• _Task to complete_: Your job is to transcribe the material exactly. Keep every line.

• _Provided information_:

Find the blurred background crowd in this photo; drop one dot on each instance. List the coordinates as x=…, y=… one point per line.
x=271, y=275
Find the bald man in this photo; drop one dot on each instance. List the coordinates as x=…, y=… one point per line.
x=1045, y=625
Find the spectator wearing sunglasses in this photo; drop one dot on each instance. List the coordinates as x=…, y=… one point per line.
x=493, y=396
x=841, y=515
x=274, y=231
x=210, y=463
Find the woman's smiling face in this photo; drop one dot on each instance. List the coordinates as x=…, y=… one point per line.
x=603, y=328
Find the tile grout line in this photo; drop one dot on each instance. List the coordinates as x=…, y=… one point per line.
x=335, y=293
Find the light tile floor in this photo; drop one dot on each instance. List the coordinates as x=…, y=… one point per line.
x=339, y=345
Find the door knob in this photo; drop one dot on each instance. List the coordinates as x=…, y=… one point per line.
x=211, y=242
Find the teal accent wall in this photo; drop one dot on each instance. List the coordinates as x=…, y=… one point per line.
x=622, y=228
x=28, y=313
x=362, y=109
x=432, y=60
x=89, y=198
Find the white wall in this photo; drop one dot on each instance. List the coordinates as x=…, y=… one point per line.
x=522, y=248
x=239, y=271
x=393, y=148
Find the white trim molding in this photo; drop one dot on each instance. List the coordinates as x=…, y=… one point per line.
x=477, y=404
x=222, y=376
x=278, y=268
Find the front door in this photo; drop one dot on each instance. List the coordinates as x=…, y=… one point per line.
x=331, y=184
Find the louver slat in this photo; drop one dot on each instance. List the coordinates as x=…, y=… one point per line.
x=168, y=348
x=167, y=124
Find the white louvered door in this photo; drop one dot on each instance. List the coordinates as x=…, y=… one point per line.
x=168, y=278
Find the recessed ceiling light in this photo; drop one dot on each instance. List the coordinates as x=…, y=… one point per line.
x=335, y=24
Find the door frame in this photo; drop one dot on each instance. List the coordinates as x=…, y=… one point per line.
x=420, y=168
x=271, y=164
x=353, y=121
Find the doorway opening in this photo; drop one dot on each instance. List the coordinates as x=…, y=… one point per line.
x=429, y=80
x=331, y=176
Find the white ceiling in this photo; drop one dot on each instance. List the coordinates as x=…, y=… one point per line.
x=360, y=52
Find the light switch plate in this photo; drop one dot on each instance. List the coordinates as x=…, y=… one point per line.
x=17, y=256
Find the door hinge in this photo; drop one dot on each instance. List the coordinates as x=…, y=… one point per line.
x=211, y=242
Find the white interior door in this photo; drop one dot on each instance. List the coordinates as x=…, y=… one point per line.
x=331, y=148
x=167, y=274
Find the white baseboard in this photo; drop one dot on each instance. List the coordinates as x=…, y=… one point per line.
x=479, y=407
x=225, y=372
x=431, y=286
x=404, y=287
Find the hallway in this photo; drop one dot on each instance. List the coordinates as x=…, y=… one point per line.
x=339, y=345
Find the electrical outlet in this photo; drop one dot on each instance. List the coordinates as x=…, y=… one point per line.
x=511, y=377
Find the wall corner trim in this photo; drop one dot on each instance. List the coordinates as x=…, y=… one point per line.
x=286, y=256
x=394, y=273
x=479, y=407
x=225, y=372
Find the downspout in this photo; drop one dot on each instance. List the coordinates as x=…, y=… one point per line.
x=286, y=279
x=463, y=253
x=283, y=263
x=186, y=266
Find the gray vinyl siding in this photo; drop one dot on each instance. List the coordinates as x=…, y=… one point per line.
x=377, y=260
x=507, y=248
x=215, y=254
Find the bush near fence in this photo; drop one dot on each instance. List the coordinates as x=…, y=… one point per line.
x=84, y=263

• _Written solution_:
Find the blurred background crowd in this photo; drop one dot on each instance. List the coordinates as x=…, y=… one point per line.
x=271, y=275
Find the bald man in this photo; drop one dot on each instance. List the coordinates as x=…, y=… one point per line.
x=1045, y=625
Find the spectator wearing sunglasses in this photo; drop one dot on each instance. List the coordinates as x=…, y=… one point per line.
x=493, y=396
x=841, y=515
x=274, y=231
x=210, y=463
Find the woman's smiling face in this photo; drop one dot on each instance. List the coordinates as x=…, y=… one point per line.
x=603, y=328
Find the tile grout line in this photo; drop one dot on each instance. List the coordinates as x=…, y=… one point per line.
x=335, y=293
Find the light tile floor in this photo; drop one dot on each instance. List the coordinates as x=…, y=… one point per line.
x=339, y=345
Find the door knob in this photo; drop one dot on each instance. List the coordinates as x=…, y=… one point per line.
x=211, y=242
Find the teal accent wall in this photo; drop one dot on each instance. List the coordinates as x=…, y=… one point per line.
x=622, y=228
x=28, y=313
x=362, y=109
x=432, y=60
x=89, y=198
Find the white wall in this photo; drop one dot on each instance. List the coordinates as x=…, y=… one point per line.
x=522, y=248
x=239, y=271
x=393, y=148
Find the white trim molding in this photo; drop one dot on each instance. List the coordinates as x=…, y=… one point per line.
x=477, y=404
x=222, y=376
x=278, y=268
Find the front door in this photo; drop one dot on each instance. List the coordinates as x=…, y=… one point per line.
x=331, y=184
Find the louver slat in this photo; drop one dot on each instance. List the coordinates as x=…, y=… one point per line.
x=168, y=348
x=167, y=124
Find the white louvered door in this photo; drop one dot on each instance. List the coordinates as x=…, y=… one point per line.
x=168, y=278
Find the recessed ceiling light in this photo; drop one dot on each instance. List the coordinates as x=…, y=… one point per line.
x=335, y=24
Find the door frame in this photo; drop one dot on each instance. List the coordinates as x=…, y=… one point per line.
x=420, y=168
x=271, y=164
x=353, y=121
Find the doorway opening in this photo; drop one dot on each instance. List the coordinates as x=…, y=… one point per line.
x=429, y=80
x=331, y=176
Find the white ceiling in this photo; drop one dot on each instance. List the coordinates as x=…, y=… one point per line.
x=360, y=52
Find the light switch plate in this photo; drop one dot on each instance. List the coordinates as x=…, y=… one point per line.
x=17, y=256
Find the door hinge in this photo; drop one dot on each instance. List the coordinates as x=…, y=… one point per line.
x=211, y=242
Find the white interior door in this photo; drop one dot on each instance. List the coordinates as x=…, y=… one point per line.
x=331, y=148
x=167, y=274
Find the white baseboard in this photo; drop one dot on each instance. List the coordinates as x=…, y=… one point per line.
x=479, y=407
x=225, y=372
x=431, y=286
x=404, y=287
Find the hallway in this photo; drop one dot on each instance. List the coordinates as x=…, y=… one point per line.
x=339, y=345
Find the electrical outlet in this photo; drop one dot on each instance. List the coordinates as x=…, y=… one point per line.
x=511, y=377
Find the wall corner trim in this photo; drop one dot on each instance. List the coordinates as x=…, y=… one point per line.
x=286, y=256
x=394, y=273
x=479, y=407
x=225, y=372
Find the downspout in this photo; drop one dot on each instance. List the coordinates as x=…, y=… one point per line.
x=286, y=279
x=463, y=253
x=283, y=263
x=186, y=266
Find the gray vinyl siding in this photo; drop one dot on each instance. List the coordinates as x=…, y=… one point per line.
x=377, y=260
x=507, y=248
x=215, y=254
Find the bush near fence in this photo; drop one dot on each instance. List the coordinates as x=…, y=… one point per line.
x=84, y=263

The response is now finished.